Given task A
In the passage on selecting a mode by hand gesture, what happens when the user brings the tips of the right forefinger and thumb out of contact with each other?
* * *
FIG. 4 is a diagram for describing an example of a method by which the text obtaining unit 202 selects a mode according to Embodiment 1. The user makes a gesture with their hand, fingers, or the like within the angle of view of the image capturing unit 130. The image capturing unit 130 captures an image of the user's gesture, and the text obtaining unit 202 obtains data of the captured image obtained by the image capturing by the image capturing unit 130. FIG. 4 illustrates an example of a captured image 400. The text obtaining unit 202 analyzes the obtained captured image to specify the gesture included as a representation in the captured image, and selects a mode corresponding to the specified gesture.

Examples of the gesture include the following, for example. The user makes, for example, a gesture in which the user brings the tips of the forefinger and thumb of the right hand into contact with each other with the palm facing the image capturing unit 130. In a case where the image capturing unit 130 captures an image of such a gesture, the text obtaining unit 202 instructs the display control unit 204 to list a plurality of modes prepared in advance. FIG. 4 illustrates an example of a mode list 401. For example, in a case where the user moves up or down the tips of the forefinger and thumb of the right hand in the state where the fingertips are in contact with each other, the focused mode is switched. The focused mode is, for example, highlighted to be distinguishable from the other modes in the mode list, for example. In a case where the user, for example, brings the tips of the forefinger and thumb of the right hand out of contact with each other, the focused mode is determined to be a selected mode. Also, in a case where, for example, the user twists the wrist of the right hand with the tips of the forefinger and thumb in contact with each other to hide the palm of the right hand, the display of the list is canceled.
* * *
Given task B
Copy the entries word for word, starting at the line that contains "spectator. Produce a bounding box for every instance." and stopping after the line that contains "[279,203,408,349]".
* * *
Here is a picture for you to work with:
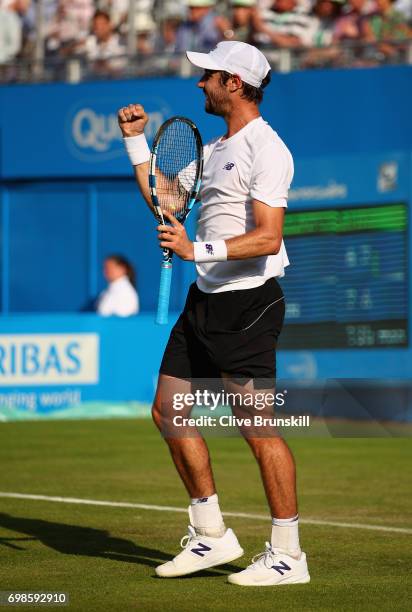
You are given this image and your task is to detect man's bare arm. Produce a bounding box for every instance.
[117,104,153,209]
[157,200,285,261]
[225,200,285,259]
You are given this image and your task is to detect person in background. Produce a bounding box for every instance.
[135,13,156,56]
[79,11,127,74]
[96,255,139,317]
[0,0,23,65]
[302,0,343,68]
[361,0,412,52]
[333,0,371,43]
[224,0,256,43]
[175,0,230,53]
[255,0,314,49]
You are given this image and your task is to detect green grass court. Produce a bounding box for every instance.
[0,420,412,612]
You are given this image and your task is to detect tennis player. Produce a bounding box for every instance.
[118,42,310,586]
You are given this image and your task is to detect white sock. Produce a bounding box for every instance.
[271,514,301,559]
[189,493,226,538]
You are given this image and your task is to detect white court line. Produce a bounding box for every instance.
[0,491,412,535]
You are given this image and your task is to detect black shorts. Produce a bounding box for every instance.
[160,278,285,387]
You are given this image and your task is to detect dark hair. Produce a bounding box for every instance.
[105,254,136,287]
[93,9,111,21]
[220,70,271,104]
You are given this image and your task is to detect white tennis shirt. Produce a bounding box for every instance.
[196,117,293,293]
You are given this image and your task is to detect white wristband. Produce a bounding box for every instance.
[123,134,150,166]
[193,240,227,263]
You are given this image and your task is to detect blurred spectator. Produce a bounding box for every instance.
[224,0,257,43]
[46,0,93,55]
[96,255,139,317]
[175,0,230,53]
[135,13,156,55]
[0,1,23,65]
[80,11,127,74]
[302,0,343,68]
[362,0,411,42]
[361,0,412,63]
[394,0,412,25]
[312,0,343,47]
[154,15,182,54]
[333,0,370,42]
[255,0,314,48]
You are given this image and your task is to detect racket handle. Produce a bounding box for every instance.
[156,261,172,325]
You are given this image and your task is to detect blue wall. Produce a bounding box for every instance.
[0,67,412,313]
[0,67,412,420]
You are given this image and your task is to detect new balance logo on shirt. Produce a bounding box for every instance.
[190,542,212,557]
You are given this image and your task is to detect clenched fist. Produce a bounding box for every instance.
[117,104,149,138]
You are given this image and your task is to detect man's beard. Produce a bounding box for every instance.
[205,95,224,117]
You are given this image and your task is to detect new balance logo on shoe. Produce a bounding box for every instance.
[272,561,292,576]
[190,542,212,557]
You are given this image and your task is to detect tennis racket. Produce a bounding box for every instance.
[149,117,203,325]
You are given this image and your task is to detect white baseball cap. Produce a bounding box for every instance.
[186,41,270,87]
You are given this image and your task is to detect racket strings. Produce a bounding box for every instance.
[155,121,200,218]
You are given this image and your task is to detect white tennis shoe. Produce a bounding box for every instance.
[155,525,243,578]
[227,542,310,586]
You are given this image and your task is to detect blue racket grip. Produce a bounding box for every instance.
[156,261,172,325]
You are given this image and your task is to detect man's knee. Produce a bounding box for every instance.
[152,400,162,429]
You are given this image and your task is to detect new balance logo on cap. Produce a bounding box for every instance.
[272,561,292,576]
[190,542,212,569]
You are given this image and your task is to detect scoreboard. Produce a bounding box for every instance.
[279,203,408,349]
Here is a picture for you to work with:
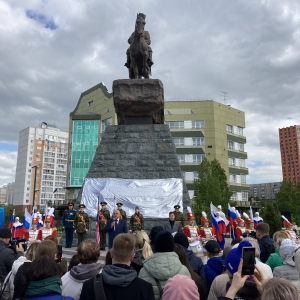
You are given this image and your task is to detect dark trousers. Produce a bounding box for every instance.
[77,232,85,247]
[65,227,74,247]
[99,230,106,248]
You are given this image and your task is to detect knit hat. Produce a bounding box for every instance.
[0,227,11,239]
[174,232,189,248]
[162,274,199,300]
[279,239,300,267]
[154,231,174,252]
[225,241,252,275]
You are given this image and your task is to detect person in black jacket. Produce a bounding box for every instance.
[80,233,155,300]
[174,232,208,295]
[0,227,24,285]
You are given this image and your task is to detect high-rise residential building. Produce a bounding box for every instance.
[66,83,249,201]
[13,122,69,212]
[279,125,300,185]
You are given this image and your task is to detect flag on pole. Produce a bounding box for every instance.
[8,210,15,229]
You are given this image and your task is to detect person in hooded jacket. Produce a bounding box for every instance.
[204,240,223,290]
[139,231,191,299]
[61,240,101,300]
[80,233,154,300]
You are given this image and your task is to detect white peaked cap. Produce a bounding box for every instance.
[243,213,250,219]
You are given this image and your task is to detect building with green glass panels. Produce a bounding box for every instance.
[66,83,249,202]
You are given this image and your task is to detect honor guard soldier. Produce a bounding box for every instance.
[99,201,110,250]
[63,202,76,248]
[174,205,184,228]
[74,204,89,246]
[129,206,144,232]
[117,202,127,221]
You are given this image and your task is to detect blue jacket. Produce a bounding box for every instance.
[103,219,128,249]
[258,235,275,263]
[204,257,223,289]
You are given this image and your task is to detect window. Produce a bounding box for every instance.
[227,141,234,150]
[193,138,205,146]
[192,121,204,128]
[193,154,205,163]
[177,154,185,163]
[173,138,184,146]
[226,124,233,133]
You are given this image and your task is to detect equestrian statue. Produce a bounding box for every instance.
[125,13,153,79]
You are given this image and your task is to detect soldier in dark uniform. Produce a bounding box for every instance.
[74,204,89,246]
[117,202,127,221]
[98,201,110,250]
[174,205,184,227]
[129,206,144,232]
[63,202,76,248]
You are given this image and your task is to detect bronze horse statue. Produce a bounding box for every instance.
[125,13,153,79]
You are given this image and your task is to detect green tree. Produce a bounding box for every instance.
[193,158,233,220]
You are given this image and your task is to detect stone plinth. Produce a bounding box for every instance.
[61,124,191,243]
[113,79,164,125]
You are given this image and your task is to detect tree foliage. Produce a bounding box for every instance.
[193,158,233,220]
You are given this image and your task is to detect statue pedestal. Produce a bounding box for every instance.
[113,79,164,125]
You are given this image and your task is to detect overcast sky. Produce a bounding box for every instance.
[0,0,300,186]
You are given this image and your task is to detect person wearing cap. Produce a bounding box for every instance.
[129,206,144,232]
[253,211,264,228]
[117,202,127,221]
[98,201,110,250]
[74,204,89,247]
[63,202,76,248]
[174,205,184,228]
[204,240,223,289]
[0,227,24,290]
[37,215,56,241]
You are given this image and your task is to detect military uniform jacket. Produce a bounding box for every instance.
[74,211,89,233]
[98,209,111,230]
[174,211,184,227]
[63,209,76,228]
[120,209,127,221]
[129,213,144,232]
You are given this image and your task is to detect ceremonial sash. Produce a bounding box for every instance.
[133,214,142,225]
[99,210,107,225]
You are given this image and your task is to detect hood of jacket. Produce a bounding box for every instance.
[102,265,137,287]
[11,256,31,276]
[70,263,101,282]
[144,252,182,280]
[207,257,223,274]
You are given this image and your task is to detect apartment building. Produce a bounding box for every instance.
[13,122,69,212]
[278,125,300,186]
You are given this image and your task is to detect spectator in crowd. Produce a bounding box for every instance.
[103,209,128,249]
[44,235,68,275]
[256,222,275,263]
[163,211,183,233]
[273,239,300,281]
[149,226,164,253]
[162,275,199,300]
[139,231,191,299]
[61,240,101,300]
[131,231,153,274]
[20,255,73,300]
[80,233,154,300]
[2,242,39,299]
[266,231,291,271]
[0,227,24,290]
[174,233,208,295]
[204,240,223,290]
[174,244,206,300]
[13,241,61,300]
[68,254,80,271]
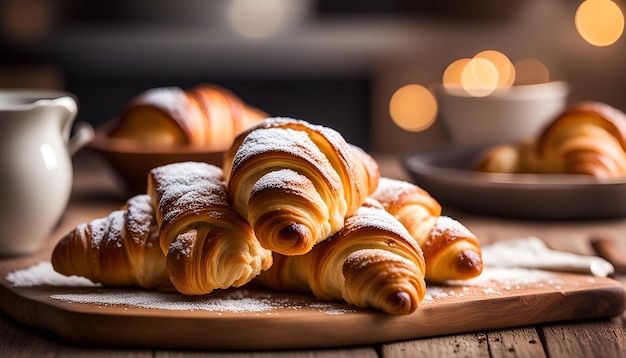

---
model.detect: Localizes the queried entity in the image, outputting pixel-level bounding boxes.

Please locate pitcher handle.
[67,122,95,156]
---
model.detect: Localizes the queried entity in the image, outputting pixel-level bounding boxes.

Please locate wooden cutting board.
[0,257,626,350]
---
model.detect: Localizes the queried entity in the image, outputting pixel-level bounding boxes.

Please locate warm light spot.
[442,58,470,88]
[575,0,624,46]
[461,58,499,97]
[229,0,291,39]
[514,58,550,85]
[389,84,437,132]
[474,50,515,88]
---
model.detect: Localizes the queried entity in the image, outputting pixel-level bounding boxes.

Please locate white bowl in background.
[431,81,569,145]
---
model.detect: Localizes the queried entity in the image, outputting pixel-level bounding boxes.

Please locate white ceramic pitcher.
[0,89,93,257]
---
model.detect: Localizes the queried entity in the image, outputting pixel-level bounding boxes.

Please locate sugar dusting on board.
[6,261,560,315]
[422,267,563,303]
[6,261,356,315]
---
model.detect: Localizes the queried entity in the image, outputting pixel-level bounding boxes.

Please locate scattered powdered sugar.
[371,177,416,205]
[6,261,356,315]
[423,267,563,302]
[6,261,99,287]
[50,291,278,313]
[50,289,356,315]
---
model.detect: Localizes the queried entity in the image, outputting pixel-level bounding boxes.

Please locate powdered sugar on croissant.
[255,199,426,314]
[148,162,272,295]
[51,195,169,288]
[223,118,380,255]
* * *
Complete output A
The focused mode is determined to be the selected mode.

Complete output B
You are given this image and your task is to detect blurred spectator. Produce a bounding box for every instance.
[224,0,257,43]
[46,0,93,55]
[96,255,139,317]
[175,0,230,53]
[135,13,156,55]
[0,1,23,65]
[80,11,127,74]
[302,0,343,68]
[362,0,411,42]
[361,0,412,63]
[394,0,412,25]
[312,0,343,47]
[154,15,182,54]
[333,0,370,42]
[255,0,314,48]
You are given this image and your task is to detect racket handle. Produce a bounding box for every instance.
[156,261,172,325]
You are given this image and your task is to detect blue wall. Produce a bounding box for every instance.
[0,67,412,313]
[0,67,412,420]
You are given this image and your task is to detect new balance logo on shirt. Produce a bounding box for every instance.
[190,542,212,557]
You are given this image and your task is to detect clenched fist. Produce a bounding box for every instance.
[117,104,149,138]
You are given this image and your task is to detect man's beard. Produce a bounding box for every instance.
[205,95,224,117]
You are given this image and your task is to detect new balance logo on shoe. Produce a bounding box for every instance.
[272,561,292,576]
[190,542,212,557]
You are given this image and your task is to detect tennis racket. Produce a bounding box for every instance.
[149,117,203,325]
You are given this image and your task is to detect white baseball cap. Produce a bounding box for every instance.
[186,41,270,87]
You are given this image and your task is to detect racket strings. Produce a bounding box for every instance.
[155,121,200,218]
You are given this image and your task is to detect white tennis shoe. Produce a bounding box for every instance.
[155,525,243,578]
[227,542,310,586]
You are given this image and your task is to detect blue racket grip. Produce a bounding box for every instance.
[156,261,172,325]
You are given this image and your task is to detect man's knee. Produce a bounding box for every instance.
[152,400,162,429]
You are given this image and your task is to detect new balance logo on cap. Produce a bounding box for every instance.
[272,561,292,576]
[190,542,212,569]
You are given this image and your task is to detect scoreboard. Produce a bounding box for every instance.
[279,203,408,349]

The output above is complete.